- **REQUIRED WORK**:
Retype all of the data. Every line must match exactly.

## START

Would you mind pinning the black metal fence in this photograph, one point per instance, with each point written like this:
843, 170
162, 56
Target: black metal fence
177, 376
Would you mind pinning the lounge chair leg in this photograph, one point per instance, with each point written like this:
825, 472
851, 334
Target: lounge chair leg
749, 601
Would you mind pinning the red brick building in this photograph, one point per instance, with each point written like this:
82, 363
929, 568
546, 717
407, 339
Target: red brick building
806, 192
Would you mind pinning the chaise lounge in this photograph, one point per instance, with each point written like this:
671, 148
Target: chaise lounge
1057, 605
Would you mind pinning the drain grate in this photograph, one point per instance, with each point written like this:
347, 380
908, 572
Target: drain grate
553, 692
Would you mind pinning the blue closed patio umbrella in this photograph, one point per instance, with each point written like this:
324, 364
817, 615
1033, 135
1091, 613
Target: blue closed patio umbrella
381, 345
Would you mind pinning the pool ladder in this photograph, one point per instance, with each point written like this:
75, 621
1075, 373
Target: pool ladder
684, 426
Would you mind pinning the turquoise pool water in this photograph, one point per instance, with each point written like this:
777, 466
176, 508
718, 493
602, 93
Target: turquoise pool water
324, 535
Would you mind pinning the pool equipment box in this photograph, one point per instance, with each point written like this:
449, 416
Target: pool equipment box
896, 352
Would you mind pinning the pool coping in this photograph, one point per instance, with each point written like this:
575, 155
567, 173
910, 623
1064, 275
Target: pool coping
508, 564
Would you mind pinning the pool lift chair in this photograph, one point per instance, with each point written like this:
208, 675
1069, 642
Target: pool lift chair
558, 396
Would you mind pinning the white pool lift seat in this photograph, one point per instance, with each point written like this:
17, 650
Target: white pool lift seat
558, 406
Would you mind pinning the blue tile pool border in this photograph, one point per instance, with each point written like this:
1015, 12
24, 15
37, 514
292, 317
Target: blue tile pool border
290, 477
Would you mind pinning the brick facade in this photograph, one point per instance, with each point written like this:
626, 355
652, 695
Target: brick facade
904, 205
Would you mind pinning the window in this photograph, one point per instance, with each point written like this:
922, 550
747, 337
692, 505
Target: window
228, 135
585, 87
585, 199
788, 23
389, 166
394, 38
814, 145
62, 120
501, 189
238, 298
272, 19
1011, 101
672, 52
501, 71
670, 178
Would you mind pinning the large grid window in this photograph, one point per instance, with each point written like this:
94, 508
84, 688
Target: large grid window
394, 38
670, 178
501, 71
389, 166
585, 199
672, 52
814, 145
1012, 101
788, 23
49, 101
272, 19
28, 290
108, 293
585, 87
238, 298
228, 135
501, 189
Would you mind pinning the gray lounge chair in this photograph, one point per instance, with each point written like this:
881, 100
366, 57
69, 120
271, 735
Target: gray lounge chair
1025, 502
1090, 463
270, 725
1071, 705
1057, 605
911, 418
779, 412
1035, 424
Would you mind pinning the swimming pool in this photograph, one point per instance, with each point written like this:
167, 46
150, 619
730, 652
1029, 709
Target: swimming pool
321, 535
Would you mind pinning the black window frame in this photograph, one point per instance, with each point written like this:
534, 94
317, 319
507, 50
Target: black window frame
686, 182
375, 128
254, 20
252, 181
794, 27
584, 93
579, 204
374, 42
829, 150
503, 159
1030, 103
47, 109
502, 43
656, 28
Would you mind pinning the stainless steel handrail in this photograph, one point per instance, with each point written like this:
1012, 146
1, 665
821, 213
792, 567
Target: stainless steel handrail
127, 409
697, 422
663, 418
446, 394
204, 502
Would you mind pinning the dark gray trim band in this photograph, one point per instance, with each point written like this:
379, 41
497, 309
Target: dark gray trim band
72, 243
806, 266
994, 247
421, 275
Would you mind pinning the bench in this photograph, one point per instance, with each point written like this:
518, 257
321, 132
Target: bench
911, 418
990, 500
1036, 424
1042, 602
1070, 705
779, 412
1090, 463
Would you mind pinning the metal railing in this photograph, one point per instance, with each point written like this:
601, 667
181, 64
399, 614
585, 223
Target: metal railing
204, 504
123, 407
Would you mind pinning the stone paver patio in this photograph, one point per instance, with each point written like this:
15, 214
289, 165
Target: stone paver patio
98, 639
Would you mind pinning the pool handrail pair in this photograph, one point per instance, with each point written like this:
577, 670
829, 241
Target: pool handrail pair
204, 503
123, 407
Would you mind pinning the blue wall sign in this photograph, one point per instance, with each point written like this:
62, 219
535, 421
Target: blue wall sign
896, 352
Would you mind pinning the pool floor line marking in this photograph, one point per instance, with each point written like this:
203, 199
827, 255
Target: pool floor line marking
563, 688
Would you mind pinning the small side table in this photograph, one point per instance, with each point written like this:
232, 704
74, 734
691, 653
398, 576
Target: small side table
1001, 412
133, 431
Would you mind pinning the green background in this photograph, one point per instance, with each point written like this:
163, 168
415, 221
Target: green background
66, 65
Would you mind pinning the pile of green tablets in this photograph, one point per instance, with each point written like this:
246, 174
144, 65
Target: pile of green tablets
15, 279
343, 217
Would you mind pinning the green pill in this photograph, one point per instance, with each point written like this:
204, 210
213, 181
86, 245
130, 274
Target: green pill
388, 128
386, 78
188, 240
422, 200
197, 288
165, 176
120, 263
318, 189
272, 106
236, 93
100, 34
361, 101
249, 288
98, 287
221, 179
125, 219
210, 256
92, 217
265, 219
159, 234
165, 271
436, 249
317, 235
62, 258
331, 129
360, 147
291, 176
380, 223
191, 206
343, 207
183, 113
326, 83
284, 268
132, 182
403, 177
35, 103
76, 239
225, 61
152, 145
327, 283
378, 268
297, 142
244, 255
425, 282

## END

- **FULL SOLUTION**:
Would you mind pinning the black metal fence in this photograph, one point per instance, with each point written like this:
843, 170
162, 56
Target: black metal fence
177, 376
Would you mind pinning the lounge chair leg in this photograph, one point per instance, with each point written like this:
825, 472
851, 334
Target: lounge chair leg
749, 601
Would you mind pinning the red brick building in this photograph, one point per instance, with each point written like this:
82, 363
929, 568
546, 717
407, 339
Target: red brick building
806, 192
Would you mind pinning the chaise lounge in this photograph, one point per instance, with each point written like this:
671, 148
Target: chaise lounge
1057, 605
Would you mind pinning the drain grate in this photograph, one point per instance, with each point written like this:
347, 380
908, 572
Target: drain grate
553, 692
Would you mind pinning the blue closed patio umbrella in this photograph, one point per instance, with each point written like this:
324, 364
817, 615
1033, 135
1091, 613
Target: blue closed patio umbrella
381, 345
Would you mind pinning the pool ladder in this photograph, one point per instance, with each point written like this:
75, 621
1075, 373
Target: pool ladder
684, 426
Would you mind pinning the turquoise pool water in this photograph, one point per instance, with each point written like this:
777, 466
176, 508
718, 493
602, 93
Target: turquoise pool water
324, 535
Would you mind pinning the pool equipment box in this photograph, one point per instance, with each point written like this:
449, 416
Target: pool equipment box
896, 352
Would you mind pinning the pool coping in this photograph, one point per instance, with each point written like this:
575, 155
567, 173
910, 623
1064, 275
Target: pool coping
508, 564
Would you mind pinning the pool lift chair in this photograph, one point per instance, with each point written like this:
208, 675
1069, 642
Target: pool lift chair
558, 396
Would you mind pinning the white pool lift seat in this photograph, one point per instance, with each point written like this:
17, 650
Target: white pool lift seat
558, 406
Would you mind pinning the blue tile pool border in this photograph, one point per instance, with each point written like this:
1015, 12
24, 15
37, 514
292, 317
Target: blue tile pool border
290, 477
Would you mind pinning the brick facade in this photograph, one point per instance, with each point written like this:
626, 355
652, 695
Target: brick facade
904, 205
Would you mind pinning the window in this photograph, one point per instance, with each point written like this:
922, 550
747, 337
692, 505
Target: window
228, 135
585, 87
585, 199
788, 23
389, 166
394, 38
814, 145
62, 120
501, 189
238, 298
272, 19
1011, 101
672, 52
501, 71
670, 178
Would you mind pinning the large grid window in this photograph, one point per instance, with each point written like this:
94, 508
84, 688
Target: large grid window
394, 38
670, 178
501, 71
389, 166
585, 199
672, 52
814, 145
1012, 101
788, 23
49, 101
272, 19
28, 290
108, 293
585, 87
238, 298
228, 135
501, 189
Would you mind pinning the gray lounge chair in this photograph, one point per instance, with each point written like this:
881, 100
366, 57
69, 120
271, 735
Target: gray lounge chair
1025, 502
1090, 463
270, 725
1071, 705
1057, 605
911, 418
779, 412
1035, 424
Would you mind pinning the swimming pool in this photograph, one point per instance, with each point written like this:
167, 46
150, 619
730, 652
1029, 709
Target: swimming pool
321, 535
Would you mind pinning the black window frame in this photograph, one point per instance, with each point written like this:
534, 94
317, 319
507, 50
Target: black window frame
686, 182
375, 128
254, 20
252, 181
794, 27
584, 93
579, 204
374, 42
829, 150
503, 159
1030, 103
47, 109
502, 43
656, 28
Would you mind pinning the stainless steel handrail in this photograph, one point per instance, with each point written like this:
1012, 146
1, 665
821, 213
792, 567
Target: stainless steel handrail
127, 409
697, 422
663, 418
446, 394
204, 502
Would you mind pinning the dark gray trim band in this photograph, one point per instance, with each point written like this:
379, 41
497, 309
Target: dark gray trim band
72, 243
806, 266
994, 247
421, 275
Would you mind pinning the bench in this photograph, one point per instance, with each point written like this:
518, 257
321, 132
Target: bench
911, 418
990, 500
1036, 424
1042, 602
1070, 705
779, 412
1090, 463
Would you mind pinning the metal railing in this photograph, one point per instance, with each point written like this:
601, 667
181, 64
399, 614
585, 223
Target: metal railing
204, 504
123, 407
Would you mind pinning the stone paver patio in this photograph, one point per instance, with each point written like this:
15, 214
289, 165
Target: stone paver patio
98, 639
Would you mind pinning the pool handrail pair in this photograph, one point per instance, with each point written like this:
577, 670
829, 241
Target: pool handrail pair
204, 503
123, 407
Would you mind pinning the blue wall sign in this photograph, one point per instance, with each point written like this:
62, 219
535, 421
Target: blue wall sign
896, 352
Would you mind pinning the pool floor line marking in this photograph, one point per instance, with each point written like this:
203, 199
827, 255
Target: pool floor line marking
563, 688
Would you mind pinning the small side table in this photograph, one point per instance, with each point written like this:
232, 704
74, 734
691, 653
398, 576
Target: small side table
1001, 412
133, 431
Would you mind pinning the green background in this photograph, one point per instance, with each point written like this:
163, 168
415, 221
Target: green background
66, 65
Would you mind pinning the pile of green tablets in this photograph, one point per instance, with each point written like this:
246, 174
144, 65
Target: pile of green tablets
15, 279
343, 217
Would you mind pinning the green pill in this photograph, one point per instance, with each point written like this:
204, 210
213, 181
86, 245
130, 274
Target: green pill
388, 128
386, 78
188, 240
422, 200
197, 288
165, 176
120, 263
318, 189
272, 106
236, 93
100, 34
361, 101
249, 288
98, 287
221, 179
125, 219
210, 256
92, 217
265, 219
159, 234
165, 271
436, 249
317, 235
62, 258
331, 129
360, 147
291, 176
380, 223
191, 206
343, 207
183, 113
326, 83
284, 268
132, 182
403, 177
35, 103
76, 239
225, 61
152, 145
327, 283
378, 268
297, 142
244, 255
425, 282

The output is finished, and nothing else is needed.